JOB: Which lines of the data below contain the word "woman"? Show each of them in full.

RECORDS FOR THE EXERCISE:
# # # # #
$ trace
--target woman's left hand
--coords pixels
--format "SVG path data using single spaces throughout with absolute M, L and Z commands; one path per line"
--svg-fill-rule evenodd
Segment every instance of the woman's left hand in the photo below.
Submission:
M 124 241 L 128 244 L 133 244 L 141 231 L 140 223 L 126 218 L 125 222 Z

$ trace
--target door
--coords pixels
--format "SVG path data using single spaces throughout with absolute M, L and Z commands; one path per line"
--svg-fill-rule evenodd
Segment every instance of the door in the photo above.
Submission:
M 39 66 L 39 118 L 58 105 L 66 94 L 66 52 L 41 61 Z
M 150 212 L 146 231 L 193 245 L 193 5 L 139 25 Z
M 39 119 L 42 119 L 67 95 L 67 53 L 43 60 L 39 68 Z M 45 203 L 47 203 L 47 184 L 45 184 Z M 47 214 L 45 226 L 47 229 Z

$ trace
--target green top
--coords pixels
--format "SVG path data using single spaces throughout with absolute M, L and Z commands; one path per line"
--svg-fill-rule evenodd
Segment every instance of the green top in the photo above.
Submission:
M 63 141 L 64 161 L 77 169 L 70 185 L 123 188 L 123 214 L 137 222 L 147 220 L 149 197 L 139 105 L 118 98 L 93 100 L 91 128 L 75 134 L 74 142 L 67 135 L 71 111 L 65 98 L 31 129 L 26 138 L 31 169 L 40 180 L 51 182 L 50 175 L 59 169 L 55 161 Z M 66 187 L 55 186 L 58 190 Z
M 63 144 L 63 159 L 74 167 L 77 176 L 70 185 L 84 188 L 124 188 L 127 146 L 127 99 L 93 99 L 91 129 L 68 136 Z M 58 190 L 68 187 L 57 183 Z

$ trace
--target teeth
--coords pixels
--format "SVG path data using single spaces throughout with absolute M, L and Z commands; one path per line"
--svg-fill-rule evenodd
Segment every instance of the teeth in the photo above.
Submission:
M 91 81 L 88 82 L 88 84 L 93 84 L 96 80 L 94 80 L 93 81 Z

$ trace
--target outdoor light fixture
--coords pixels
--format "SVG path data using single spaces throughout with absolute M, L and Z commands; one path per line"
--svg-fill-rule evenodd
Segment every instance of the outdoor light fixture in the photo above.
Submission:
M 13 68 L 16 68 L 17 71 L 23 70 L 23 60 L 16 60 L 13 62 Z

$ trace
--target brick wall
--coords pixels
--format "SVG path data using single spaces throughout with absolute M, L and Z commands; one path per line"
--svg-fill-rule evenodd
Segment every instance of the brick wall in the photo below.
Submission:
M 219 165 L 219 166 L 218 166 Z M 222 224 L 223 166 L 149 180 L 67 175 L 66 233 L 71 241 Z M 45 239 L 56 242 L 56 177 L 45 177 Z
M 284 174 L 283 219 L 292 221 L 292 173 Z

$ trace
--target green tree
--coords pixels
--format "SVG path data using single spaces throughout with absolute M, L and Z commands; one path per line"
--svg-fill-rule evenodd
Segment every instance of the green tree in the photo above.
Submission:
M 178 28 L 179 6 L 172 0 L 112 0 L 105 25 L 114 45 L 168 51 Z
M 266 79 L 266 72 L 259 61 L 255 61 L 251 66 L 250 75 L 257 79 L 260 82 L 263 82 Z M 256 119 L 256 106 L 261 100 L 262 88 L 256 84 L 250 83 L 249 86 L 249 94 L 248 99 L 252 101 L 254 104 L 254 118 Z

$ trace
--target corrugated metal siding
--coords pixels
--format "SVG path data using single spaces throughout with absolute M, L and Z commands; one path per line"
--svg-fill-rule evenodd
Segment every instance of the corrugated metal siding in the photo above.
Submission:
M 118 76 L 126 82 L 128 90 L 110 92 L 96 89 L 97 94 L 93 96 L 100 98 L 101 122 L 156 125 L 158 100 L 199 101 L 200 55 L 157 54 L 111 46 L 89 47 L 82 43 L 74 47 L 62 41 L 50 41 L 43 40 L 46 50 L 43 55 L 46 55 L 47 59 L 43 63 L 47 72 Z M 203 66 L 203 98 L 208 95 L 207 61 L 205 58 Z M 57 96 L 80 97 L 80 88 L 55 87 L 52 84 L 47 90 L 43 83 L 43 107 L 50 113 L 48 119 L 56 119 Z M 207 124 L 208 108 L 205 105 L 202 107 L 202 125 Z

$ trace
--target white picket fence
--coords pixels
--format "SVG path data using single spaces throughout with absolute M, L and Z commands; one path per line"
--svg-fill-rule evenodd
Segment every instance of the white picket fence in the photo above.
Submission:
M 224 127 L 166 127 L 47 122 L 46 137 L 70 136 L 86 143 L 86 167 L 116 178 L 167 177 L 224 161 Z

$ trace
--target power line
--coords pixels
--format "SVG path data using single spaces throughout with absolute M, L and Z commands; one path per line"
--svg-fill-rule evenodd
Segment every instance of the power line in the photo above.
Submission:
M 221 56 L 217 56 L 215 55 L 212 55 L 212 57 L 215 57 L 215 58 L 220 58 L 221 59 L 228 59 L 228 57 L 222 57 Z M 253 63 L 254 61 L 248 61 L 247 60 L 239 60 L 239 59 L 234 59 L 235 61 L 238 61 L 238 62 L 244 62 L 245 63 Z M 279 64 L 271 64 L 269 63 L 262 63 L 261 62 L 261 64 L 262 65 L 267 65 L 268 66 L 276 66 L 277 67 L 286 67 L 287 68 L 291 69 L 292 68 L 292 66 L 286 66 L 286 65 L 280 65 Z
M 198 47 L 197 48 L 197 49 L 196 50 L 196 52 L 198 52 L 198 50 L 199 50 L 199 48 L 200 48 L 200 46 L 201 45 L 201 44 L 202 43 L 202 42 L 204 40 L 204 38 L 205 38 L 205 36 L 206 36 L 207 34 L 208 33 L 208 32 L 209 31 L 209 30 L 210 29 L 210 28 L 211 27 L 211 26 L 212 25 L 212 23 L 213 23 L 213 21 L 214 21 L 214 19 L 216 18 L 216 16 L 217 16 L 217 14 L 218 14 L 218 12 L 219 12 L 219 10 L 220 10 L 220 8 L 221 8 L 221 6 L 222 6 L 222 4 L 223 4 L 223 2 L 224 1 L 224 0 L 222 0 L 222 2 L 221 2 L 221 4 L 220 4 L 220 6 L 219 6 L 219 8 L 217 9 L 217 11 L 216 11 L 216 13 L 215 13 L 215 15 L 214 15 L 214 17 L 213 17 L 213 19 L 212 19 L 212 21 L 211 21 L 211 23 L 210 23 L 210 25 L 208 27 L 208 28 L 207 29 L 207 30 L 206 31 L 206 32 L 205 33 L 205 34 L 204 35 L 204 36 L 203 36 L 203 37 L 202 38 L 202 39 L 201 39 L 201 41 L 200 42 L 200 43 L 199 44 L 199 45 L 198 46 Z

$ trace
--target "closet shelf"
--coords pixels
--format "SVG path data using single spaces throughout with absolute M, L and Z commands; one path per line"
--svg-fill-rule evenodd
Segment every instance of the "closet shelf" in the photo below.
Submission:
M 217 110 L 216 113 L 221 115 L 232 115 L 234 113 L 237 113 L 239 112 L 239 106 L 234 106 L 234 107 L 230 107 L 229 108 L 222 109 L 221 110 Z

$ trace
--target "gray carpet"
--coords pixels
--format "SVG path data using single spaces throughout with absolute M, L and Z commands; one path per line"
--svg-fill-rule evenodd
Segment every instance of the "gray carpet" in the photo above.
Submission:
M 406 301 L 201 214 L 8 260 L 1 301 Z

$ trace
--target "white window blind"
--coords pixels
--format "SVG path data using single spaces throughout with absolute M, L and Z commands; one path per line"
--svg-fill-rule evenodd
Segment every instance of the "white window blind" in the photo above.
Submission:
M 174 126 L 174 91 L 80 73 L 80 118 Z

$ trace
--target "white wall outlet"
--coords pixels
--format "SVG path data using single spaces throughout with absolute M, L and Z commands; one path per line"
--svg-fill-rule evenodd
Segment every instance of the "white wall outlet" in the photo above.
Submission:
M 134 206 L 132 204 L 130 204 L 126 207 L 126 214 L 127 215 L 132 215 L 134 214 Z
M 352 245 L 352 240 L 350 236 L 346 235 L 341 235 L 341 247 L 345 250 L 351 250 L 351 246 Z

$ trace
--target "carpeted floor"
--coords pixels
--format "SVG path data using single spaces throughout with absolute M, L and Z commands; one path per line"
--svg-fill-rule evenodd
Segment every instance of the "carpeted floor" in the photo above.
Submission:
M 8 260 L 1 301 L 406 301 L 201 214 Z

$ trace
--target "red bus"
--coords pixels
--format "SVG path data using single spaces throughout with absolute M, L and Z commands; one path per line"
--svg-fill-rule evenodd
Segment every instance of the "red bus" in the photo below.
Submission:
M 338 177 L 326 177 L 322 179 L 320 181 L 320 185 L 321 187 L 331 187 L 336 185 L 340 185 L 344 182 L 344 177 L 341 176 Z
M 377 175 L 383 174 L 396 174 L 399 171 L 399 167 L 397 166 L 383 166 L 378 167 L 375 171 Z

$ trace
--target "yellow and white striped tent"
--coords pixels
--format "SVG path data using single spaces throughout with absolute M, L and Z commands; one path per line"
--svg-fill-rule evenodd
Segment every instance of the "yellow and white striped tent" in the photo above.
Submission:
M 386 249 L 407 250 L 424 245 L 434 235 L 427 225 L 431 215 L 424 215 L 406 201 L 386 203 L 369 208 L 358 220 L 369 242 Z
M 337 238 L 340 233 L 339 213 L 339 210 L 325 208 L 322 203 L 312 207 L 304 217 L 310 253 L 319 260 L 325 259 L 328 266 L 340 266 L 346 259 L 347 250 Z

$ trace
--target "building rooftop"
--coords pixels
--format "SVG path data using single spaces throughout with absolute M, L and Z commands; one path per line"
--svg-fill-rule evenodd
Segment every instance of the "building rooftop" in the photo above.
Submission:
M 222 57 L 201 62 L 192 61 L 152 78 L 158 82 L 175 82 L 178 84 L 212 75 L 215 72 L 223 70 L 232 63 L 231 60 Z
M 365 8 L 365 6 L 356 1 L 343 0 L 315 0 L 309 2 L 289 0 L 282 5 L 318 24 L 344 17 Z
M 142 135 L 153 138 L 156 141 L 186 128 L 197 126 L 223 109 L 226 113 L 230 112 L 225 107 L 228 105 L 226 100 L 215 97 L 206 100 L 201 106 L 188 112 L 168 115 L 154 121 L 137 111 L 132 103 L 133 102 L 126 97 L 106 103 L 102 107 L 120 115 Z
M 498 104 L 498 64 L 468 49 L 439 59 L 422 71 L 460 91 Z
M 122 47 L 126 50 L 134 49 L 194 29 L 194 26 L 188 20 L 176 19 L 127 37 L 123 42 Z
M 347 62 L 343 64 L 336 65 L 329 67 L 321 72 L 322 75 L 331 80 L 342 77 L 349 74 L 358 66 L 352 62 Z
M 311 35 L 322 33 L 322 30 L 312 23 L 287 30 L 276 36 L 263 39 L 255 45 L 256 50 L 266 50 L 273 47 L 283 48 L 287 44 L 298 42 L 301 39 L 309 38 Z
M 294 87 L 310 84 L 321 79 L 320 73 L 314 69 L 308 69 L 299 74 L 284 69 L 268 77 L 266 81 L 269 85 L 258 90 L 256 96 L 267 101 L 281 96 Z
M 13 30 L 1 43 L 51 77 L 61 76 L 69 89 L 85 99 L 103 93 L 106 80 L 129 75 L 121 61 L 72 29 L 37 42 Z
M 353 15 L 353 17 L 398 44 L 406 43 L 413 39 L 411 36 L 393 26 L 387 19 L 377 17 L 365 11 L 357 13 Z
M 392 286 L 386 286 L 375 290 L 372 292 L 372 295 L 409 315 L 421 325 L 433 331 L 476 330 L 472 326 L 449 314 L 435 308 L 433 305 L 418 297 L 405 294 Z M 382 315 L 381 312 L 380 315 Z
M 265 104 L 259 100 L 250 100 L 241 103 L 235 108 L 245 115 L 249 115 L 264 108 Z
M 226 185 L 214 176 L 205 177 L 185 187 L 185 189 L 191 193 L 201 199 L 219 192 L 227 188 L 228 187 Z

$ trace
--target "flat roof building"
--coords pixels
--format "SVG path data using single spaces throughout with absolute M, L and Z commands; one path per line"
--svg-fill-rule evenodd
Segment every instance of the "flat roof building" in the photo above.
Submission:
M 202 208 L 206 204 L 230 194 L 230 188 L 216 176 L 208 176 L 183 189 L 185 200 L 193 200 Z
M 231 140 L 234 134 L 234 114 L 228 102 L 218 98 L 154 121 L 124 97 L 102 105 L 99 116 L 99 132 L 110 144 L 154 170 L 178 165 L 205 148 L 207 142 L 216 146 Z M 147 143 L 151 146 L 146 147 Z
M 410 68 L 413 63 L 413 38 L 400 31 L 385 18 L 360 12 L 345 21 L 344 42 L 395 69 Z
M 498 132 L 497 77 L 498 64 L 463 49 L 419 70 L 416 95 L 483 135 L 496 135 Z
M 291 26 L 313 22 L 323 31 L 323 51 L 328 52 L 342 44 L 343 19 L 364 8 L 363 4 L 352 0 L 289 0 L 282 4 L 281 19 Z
# # # # #
OUTPUT FOR THIS TASK:
--target woman's left hand
Segment every instance of the woman's left hand in the photo below.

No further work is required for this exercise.